Goal of the exercise – Below are some entries; can you quote all of them exactly?

Data extracts –
::::::::::
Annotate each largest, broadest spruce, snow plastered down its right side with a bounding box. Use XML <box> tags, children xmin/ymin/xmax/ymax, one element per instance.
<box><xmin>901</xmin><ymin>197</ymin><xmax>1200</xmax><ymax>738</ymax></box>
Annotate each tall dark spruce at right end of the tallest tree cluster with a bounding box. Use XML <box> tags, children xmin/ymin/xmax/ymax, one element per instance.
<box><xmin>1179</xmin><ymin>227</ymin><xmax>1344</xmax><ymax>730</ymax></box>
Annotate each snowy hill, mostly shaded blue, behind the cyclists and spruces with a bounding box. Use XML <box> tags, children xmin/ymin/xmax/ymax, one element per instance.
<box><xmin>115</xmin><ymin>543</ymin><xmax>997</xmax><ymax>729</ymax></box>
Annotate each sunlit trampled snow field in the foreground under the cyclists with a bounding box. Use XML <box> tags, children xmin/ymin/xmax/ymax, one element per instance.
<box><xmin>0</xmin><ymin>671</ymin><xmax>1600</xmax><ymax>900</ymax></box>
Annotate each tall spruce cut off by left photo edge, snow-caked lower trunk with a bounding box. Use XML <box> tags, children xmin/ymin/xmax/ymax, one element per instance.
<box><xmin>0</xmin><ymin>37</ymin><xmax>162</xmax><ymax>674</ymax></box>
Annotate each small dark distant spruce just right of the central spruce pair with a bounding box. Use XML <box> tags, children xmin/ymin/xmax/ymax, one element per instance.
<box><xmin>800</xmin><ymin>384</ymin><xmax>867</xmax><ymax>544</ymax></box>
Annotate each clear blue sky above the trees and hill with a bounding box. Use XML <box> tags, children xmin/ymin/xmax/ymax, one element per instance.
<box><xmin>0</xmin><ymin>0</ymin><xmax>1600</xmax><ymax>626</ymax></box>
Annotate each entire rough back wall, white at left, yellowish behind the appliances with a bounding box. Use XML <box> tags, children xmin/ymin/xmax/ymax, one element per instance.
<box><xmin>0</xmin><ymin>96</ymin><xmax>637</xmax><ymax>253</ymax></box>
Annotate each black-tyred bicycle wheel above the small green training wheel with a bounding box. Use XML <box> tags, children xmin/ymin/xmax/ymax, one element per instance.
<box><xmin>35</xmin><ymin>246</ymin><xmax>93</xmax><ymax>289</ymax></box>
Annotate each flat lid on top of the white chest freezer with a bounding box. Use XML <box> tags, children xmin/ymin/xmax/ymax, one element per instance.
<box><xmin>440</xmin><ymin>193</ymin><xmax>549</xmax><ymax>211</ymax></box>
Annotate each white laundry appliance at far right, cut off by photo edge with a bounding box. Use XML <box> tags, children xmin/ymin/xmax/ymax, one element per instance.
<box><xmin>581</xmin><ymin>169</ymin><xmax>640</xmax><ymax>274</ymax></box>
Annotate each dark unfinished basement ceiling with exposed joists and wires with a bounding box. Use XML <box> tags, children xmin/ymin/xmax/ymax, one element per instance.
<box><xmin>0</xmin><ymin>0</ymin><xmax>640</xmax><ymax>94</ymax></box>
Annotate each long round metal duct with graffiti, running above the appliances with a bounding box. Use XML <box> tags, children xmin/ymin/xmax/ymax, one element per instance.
::::::::::
Expected answer –
Annotate each largest, broadest spruce, snow plastered down its right side with a bounding box. Use XML <box> tags, children xmin/ymin/xmax/ymax, one element per instance.
<box><xmin>901</xmin><ymin>197</ymin><xmax>1200</xmax><ymax>738</ymax></box>
Annotate each tall dark spruce at right end of the tallest tree cluster with a bounding box. Use XML <box> tags, children xmin/ymin/xmax/ymax, one element per instance.
<box><xmin>1179</xmin><ymin>227</ymin><xmax>1344</xmax><ymax>730</ymax></box>
Annotate each snowy hill, mostly shaded blue, behind the cyclists and spruces with a bounding box. Use XML <box> tags, children xmin/ymin/xmax/ymax, one element per instance.
<box><xmin>115</xmin><ymin>543</ymin><xmax>997</xmax><ymax>729</ymax></box>
Annotate each sunlit trampled snow field in the foreground under the cyclists with a bounding box. Use XML <box> tags, children xmin/ymin/xmax/ymax, one element per instance.
<box><xmin>0</xmin><ymin>671</ymin><xmax>1600</xmax><ymax>900</ymax></box>
Annotate each tall spruce cut off by left photo edge, snow-caked lower trunk with a bounding box. Use XML <box> tags, children xmin/ymin/xmax/ymax, one element per instance.
<box><xmin>0</xmin><ymin>37</ymin><xmax>162</xmax><ymax>674</ymax></box>
Annotate each small dark distant spruce just right of the central spruce pair with a bounding box. Use XML <box> tags, children xmin/ymin/xmax/ymax, one element per instance.
<box><xmin>800</xmin><ymin>384</ymin><xmax>867</xmax><ymax>544</ymax></box>
Annotate each clear blue sky above the trees and hill with a bounding box. Use XML <box> tags, children xmin/ymin/xmax/ymax, one element per instance.
<box><xmin>0</xmin><ymin>0</ymin><xmax>1600</xmax><ymax>626</ymax></box>
Annotate each entire rough back wall, white at left, yellowish behind the appliances with a bounding box. Use XML <box> tags, children xmin/ymin/xmax/ymax, one element per instance.
<box><xmin>0</xmin><ymin>96</ymin><xmax>637</xmax><ymax>253</ymax></box>
Annotate each black-tyred bicycle wheel above the small green training wheel with a bounding box. Use XML <box> tags, children xmin/ymin/xmax/ymax, one element per instance.
<box><xmin>35</xmin><ymin>246</ymin><xmax>93</xmax><ymax>289</ymax></box>
Annotate each flat lid on top of the white chest freezer with a bounding box. Use XML <box> tags, children xmin/ymin/xmax/ymax, one element per instance.
<box><xmin>440</xmin><ymin>193</ymin><xmax>549</xmax><ymax>211</ymax></box>
Annotate each white laundry appliance at far right, cut off by photo edge with a bounding box. Use XML <box> tags, children xmin/ymin/xmax/ymax, one element per instance.
<box><xmin>581</xmin><ymin>169</ymin><xmax>640</xmax><ymax>274</ymax></box>
Annotate each dark unfinished basement ceiling with exposed joists and wires with a bounding box. Use XML <box> tags, children xmin/ymin/xmax/ymax, one element per instance.
<box><xmin>0</xmin><ymin>0</ymin><xmax>640</xmax><ymax>94</ymax></box>
Annotate each long round metal duct with graffiti, running above the appliances with a bounding box. Use XML <box> tags, children xmin/ymin/xmax/ymax, one element per instance.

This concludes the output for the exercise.